PROBLEM STATEMENT: Reproduce the listing below line for line without any changes, but leave out the pictures.
* Begin PROVIDED RECORDS *
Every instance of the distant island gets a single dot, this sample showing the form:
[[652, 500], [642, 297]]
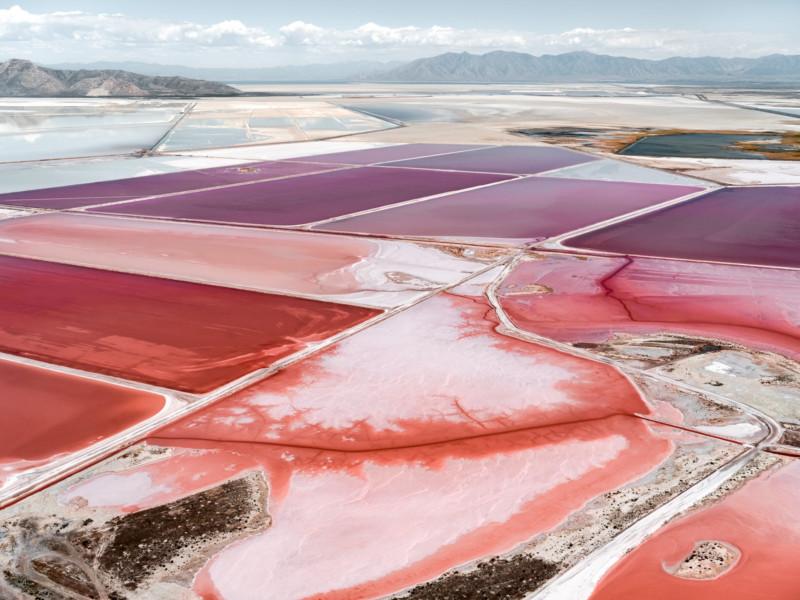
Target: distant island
[[583, 67], [21, 78]]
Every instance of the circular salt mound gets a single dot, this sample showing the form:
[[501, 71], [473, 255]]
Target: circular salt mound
[[707, 560]]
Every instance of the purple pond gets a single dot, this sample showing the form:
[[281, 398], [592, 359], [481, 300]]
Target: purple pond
[[749, 225], [525, 209], [517, 160], [306, 199]]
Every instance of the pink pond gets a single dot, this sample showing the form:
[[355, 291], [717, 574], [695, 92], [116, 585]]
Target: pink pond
[[180, 335], [300, 200], [528, 209], [760, 520], [426, 375], [517, 160], [87, 194], [47, 413], [369, 446], [586, 299], [371, 156], [748, 225]]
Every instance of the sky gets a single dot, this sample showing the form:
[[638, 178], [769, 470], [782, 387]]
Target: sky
[[264, 33]]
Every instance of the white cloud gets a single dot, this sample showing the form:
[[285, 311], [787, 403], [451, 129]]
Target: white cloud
[[81, 36], [372, 35]]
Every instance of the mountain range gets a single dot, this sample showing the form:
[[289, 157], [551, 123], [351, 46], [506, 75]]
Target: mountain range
* End PROVIDED RECORDS *
ANSWER IN FULL:
Every instance of the distant island gets a single dot, this sample showing the form:
[[652, 500], [642, 297]]
Target: distant island
[[583, 67], [21, 78]]
Every instance of the circular salt mound gets a single dot, this sample showing the form:
[[501, 71], [473, 255]]
Target: circular salt mound
[[707, 560]]
Every instance of the purple pond gets a single dot, this sample showing the form:
[[281, 398], [592, 359], [481, 300]]
Target: purple pond
[[749, 225], [525, 209], [517, 160], [306, 199]]
Every instance of the pink pond gets a single dot, this sample showing the form:
[[355, 291], [717, 574], [695, 92], [116, 585]]
Target: pink pond
[[180, 335], [300, 200], [528, 209], [760, 520], [426, 375], [517, 160], [87, 194], [47, 413], [369, 446], [586, 299], [371, 156], [748, 225]]
Every instance of the sky gets a single dot, this sample showing the form:
[[638, 178], [769, 470], [782, 387]]
Target: sky
[[264, 33]]
Every instance of the white cloud gets a single dot, this sample showing the form:
[[285, 311], [787, 403], [451, 129]]
Target: white cloud
[[81, 36], [372, 35]]
Every instance of the mountain range gets a single dot, this sample showing the form:
[[289, 157], [551, 123], [351, 46], [506, 75]]
Target: mountain range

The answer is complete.